Given problem: Arrange the part of the material below that opens with the line containing "I would be grateful if you could indicate the snow-covered" and closes with the line containing "Query: snow-covered mountain" as a Markdown table with the columns Row and Line. Give each line its own row, number the rows in order, and leave out blank lines.

(Pointing dataset excerpts)

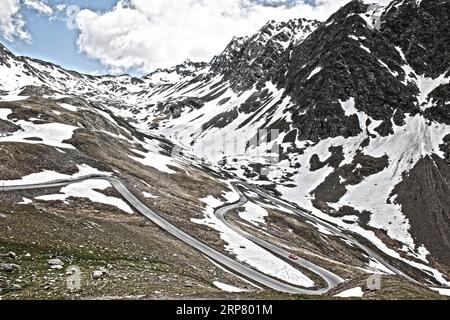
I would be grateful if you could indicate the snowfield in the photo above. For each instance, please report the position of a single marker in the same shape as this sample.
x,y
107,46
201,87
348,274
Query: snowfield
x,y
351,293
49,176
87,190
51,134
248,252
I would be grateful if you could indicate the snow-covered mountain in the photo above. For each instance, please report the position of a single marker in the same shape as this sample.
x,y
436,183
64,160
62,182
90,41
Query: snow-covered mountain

--

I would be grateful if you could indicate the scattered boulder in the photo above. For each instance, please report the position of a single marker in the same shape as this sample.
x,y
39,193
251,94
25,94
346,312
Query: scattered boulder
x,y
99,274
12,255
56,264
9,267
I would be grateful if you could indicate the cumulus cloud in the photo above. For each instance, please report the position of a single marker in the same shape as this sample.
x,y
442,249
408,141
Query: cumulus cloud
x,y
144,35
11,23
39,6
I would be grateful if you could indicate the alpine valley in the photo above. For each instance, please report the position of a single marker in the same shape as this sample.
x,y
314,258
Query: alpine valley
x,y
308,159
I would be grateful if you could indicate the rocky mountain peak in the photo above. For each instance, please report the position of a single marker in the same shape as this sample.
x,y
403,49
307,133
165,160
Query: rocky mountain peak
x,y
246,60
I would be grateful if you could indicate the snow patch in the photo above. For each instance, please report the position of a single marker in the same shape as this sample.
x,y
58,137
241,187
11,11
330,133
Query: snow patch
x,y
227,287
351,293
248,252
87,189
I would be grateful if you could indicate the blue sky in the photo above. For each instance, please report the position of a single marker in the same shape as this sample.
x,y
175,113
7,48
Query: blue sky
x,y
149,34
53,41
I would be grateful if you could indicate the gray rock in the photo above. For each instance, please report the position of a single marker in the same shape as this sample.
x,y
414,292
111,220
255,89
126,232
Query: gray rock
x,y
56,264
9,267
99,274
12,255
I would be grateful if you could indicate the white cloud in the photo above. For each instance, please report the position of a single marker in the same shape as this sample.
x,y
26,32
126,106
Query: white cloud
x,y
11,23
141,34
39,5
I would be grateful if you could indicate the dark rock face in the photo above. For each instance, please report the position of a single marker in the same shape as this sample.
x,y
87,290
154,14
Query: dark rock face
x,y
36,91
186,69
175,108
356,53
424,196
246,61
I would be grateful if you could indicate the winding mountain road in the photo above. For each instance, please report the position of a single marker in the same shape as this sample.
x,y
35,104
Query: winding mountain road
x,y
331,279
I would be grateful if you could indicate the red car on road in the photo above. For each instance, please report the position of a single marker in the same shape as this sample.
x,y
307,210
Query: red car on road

--

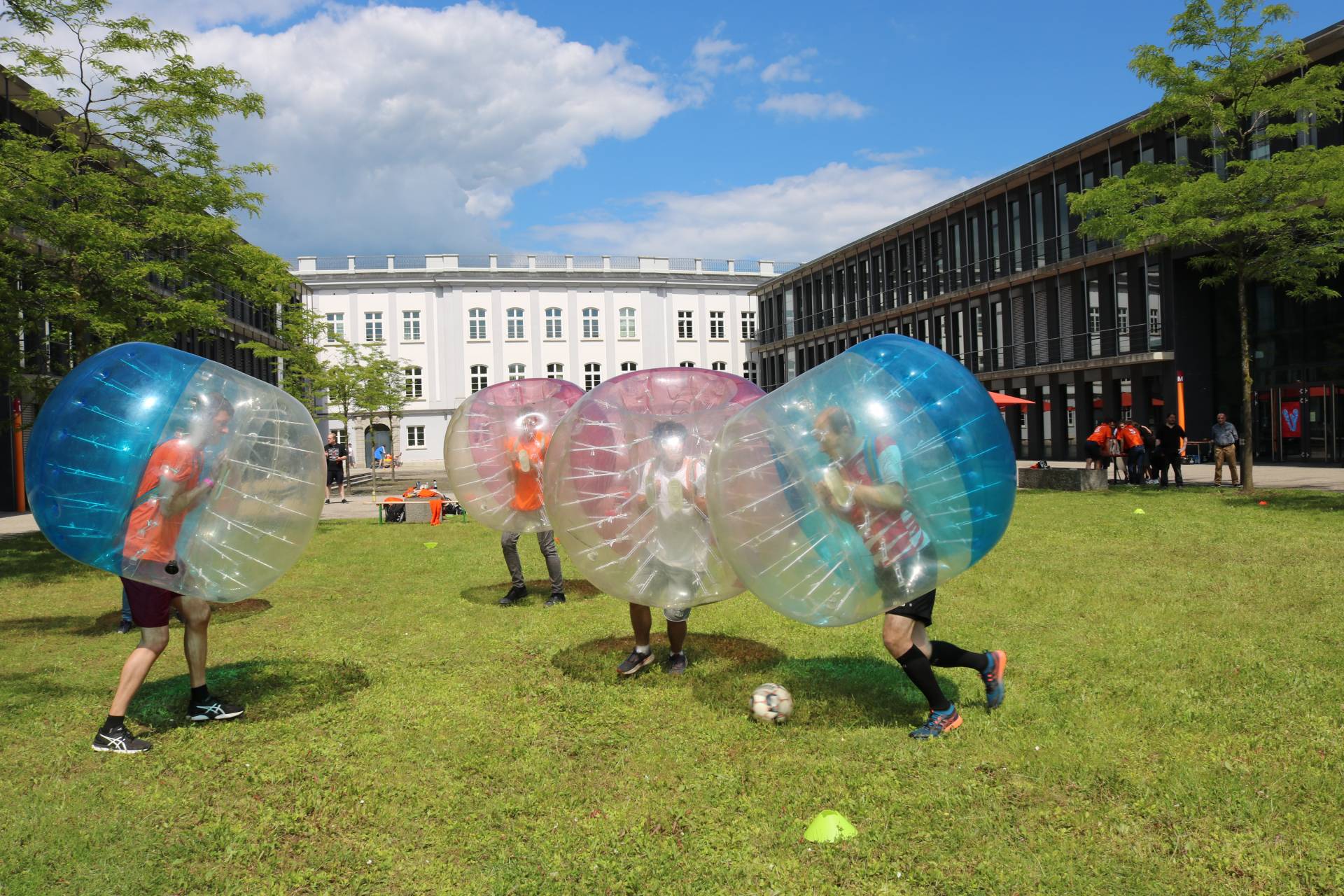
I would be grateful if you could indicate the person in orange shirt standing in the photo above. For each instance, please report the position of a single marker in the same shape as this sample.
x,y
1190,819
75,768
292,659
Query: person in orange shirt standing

The solution:
| Row | Line |
|---|---|
| 1 | I would be grateful if you could indicate the snow-covered mountain in the photo above. For each instance, please report the position of a single marker in the same shape as this sample. |
| 2 | x,y |
| 3 | 436,183 |
| 4 | 64,160 |
| 5 | 62,182 |
| 6 | 90,41 |
| 7 | Query: snow-covered mountain |